To be done >> Reproduce each line of the listing exactly.

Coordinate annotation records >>
──────
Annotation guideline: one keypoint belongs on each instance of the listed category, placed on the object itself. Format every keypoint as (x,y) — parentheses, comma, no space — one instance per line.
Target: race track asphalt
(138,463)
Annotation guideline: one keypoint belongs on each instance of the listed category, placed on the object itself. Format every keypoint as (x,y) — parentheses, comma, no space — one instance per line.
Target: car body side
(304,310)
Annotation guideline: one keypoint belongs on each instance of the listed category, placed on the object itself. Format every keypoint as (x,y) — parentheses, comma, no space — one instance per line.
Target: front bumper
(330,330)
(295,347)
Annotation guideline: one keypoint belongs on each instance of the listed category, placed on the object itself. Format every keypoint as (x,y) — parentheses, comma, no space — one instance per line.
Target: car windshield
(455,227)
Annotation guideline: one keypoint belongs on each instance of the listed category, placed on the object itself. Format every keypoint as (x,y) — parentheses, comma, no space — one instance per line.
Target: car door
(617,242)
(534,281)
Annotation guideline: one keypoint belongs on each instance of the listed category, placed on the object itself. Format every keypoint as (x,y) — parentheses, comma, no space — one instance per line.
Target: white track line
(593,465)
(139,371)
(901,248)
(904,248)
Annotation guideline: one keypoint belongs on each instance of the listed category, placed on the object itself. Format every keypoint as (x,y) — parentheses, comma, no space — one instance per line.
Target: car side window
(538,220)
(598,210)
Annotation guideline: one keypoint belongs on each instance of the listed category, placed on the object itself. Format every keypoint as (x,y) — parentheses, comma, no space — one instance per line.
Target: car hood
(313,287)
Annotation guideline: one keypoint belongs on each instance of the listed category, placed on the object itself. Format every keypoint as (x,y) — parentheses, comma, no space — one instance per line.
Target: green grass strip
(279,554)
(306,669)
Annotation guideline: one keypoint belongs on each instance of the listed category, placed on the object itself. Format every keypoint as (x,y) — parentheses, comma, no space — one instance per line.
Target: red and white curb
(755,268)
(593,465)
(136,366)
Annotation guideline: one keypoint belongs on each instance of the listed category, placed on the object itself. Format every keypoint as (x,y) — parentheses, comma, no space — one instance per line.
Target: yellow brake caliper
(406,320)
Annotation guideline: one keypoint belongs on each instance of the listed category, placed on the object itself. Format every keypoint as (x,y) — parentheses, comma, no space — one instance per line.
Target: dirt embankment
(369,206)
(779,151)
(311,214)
──────
Written response >>
Annotation guideline: one keypoint belongs on each instance of the listed category, placed on the object itself. Format every keypoint as (x,y) — parentheses, comma, no space — one instance per line.
Target: race track asphalt
(138,463)
Annotation guideline: one keypoint belongs on each instance of the listed category, placed on the object itself. Format every keypoint as (x,y) — parentheses, comma, no space — one instance per line.
Target: car body side
(304,310)
Annotation guideline: one keypoint belongs on each instance of the listed category, placed on the object itself. Format every keypoint as (x,y) — parentheses, comma, no space — one instance per line.
Target: front bumper
(330,330)
(295,347)
Annotation guideline: one keypoint belongs on each instance of the listed category, placed on the object itself. Format every keypoint as (x,y) — parentheses, comma, no space — one instance per line.
Target: car windshield
(455,227)
Annotation guideline: one keypoint belongs on each instance of the listed category, placed on the object itself. Format every keypoint as (x,y) — parentheses, comma, no space — one instance per line.
Target: car door
(617,242)
(534,281)
Annotation guideline: one keypoint belongs on each instance of the listed category, placed on the object itself. Format every keypoint as (x,y) — parentheses, comma, no space — one instance per line.
Target: white track line
(593,465)
(139,371)
(901,248)
(904,248)
Annotation guideline: one keypoint belongs on each instance of the listed category, placed on the object itself. Format every keypoint as (x,y) — parentheses, comma, no space — one instance per line.
Target: car side window
(538,220)
(598,210)
Annotation guideline: one keypoint belongs on each instance of the listed category, placed on the object itself. Format every keypoint as (x,y) — parentheses, comma, no space — one instance per line.
Target: car hood
(313,287)
Annotation guideline: one keypoint belongs on each instance of the listed category, placed on the object itself. Format every keypoint as (x,y) — parentheses, comma, no space — one instance per line.
Target: green grass strip
(279,554)
(306,669)
Annotation guideline: one keypoint belongs on each instance of the listed category, placed on the object itself. Format every keypoint as (x,y) — parentheses, comma, no space — one instance per line.
Target: red and white curb
(755,268)
(593,465)
(136,366)
Annotation guideline: one keypoint belongs on each instance of the listed category, placed on the object itself. Format every keypoint as (x,y) — parentheses, comma, no space — one instance per line.
Target: yellow brake caliper
(406,320)
Annotation guideline: one keypoint belongs on each instance of the listed category, placed on the object itself. Format every keypoint as (x,y) — parentheses, comma, no space — one instance per line.
Target: dirt embankment
(369,206)
(779,151)
(311,214)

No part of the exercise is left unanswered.